What you have to do:
Identify each line in the items below that contains the word "region", and copy those lines.

Segmentation dataset items:
━━━━━━

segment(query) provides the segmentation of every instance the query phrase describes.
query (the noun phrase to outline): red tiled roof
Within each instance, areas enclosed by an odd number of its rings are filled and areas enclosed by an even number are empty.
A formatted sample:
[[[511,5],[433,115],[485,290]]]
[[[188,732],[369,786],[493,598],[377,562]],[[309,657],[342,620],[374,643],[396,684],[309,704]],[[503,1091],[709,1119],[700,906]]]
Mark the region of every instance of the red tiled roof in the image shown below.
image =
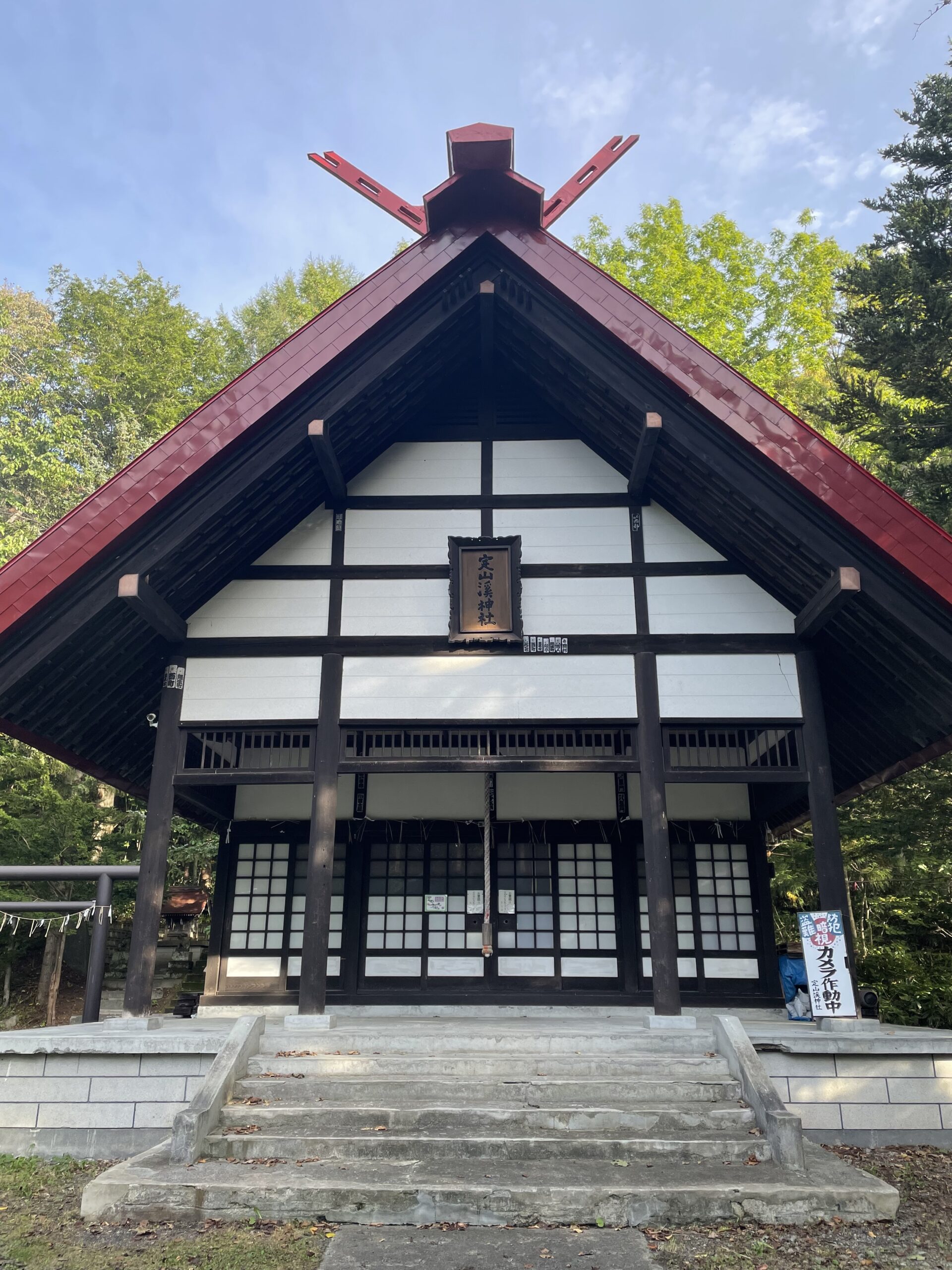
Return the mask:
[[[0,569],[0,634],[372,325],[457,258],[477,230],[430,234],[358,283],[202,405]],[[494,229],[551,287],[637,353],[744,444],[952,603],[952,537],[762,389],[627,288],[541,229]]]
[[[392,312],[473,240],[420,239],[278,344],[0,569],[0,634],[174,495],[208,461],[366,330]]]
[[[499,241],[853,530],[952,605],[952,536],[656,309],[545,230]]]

━━━━━━

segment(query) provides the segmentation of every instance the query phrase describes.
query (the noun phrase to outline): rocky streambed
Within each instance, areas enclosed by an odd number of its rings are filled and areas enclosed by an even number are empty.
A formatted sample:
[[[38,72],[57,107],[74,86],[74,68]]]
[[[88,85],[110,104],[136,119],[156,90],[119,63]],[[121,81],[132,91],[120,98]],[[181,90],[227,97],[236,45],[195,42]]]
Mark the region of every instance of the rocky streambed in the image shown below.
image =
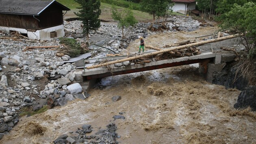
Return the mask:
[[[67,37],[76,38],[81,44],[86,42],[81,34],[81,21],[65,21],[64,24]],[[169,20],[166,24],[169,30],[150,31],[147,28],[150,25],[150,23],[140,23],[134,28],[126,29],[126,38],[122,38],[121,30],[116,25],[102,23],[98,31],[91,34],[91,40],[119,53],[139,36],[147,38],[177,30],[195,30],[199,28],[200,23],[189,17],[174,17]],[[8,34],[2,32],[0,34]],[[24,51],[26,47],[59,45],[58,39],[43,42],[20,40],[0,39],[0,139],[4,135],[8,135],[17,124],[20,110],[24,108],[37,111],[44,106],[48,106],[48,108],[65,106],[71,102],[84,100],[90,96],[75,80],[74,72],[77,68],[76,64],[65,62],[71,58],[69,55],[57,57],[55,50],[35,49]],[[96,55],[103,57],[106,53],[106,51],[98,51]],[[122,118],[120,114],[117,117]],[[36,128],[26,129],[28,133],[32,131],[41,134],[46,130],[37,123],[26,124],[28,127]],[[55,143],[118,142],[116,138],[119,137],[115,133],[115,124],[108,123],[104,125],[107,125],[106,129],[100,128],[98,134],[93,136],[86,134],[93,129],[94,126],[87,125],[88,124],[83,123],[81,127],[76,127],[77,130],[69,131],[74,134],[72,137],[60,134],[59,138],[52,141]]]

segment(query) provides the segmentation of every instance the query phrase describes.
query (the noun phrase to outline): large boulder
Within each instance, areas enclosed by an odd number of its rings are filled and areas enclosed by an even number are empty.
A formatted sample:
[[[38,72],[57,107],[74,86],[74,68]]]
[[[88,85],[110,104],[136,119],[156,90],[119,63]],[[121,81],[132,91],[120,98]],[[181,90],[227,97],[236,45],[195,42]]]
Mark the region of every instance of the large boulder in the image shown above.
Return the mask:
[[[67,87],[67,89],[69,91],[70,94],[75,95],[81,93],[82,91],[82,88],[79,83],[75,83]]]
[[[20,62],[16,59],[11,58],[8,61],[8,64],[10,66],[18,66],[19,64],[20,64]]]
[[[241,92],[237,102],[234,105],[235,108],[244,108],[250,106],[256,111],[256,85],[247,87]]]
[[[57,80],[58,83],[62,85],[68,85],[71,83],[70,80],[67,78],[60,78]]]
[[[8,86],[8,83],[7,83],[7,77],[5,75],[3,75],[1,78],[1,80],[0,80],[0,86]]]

━━━━━━

Reply:
Mark the region of every instance of the red tiled roof in the image shown below.
Mark the region of every instance of the rocky streambed in the image shown below.
Mark the region of every instance of the large boulder in the image shown above.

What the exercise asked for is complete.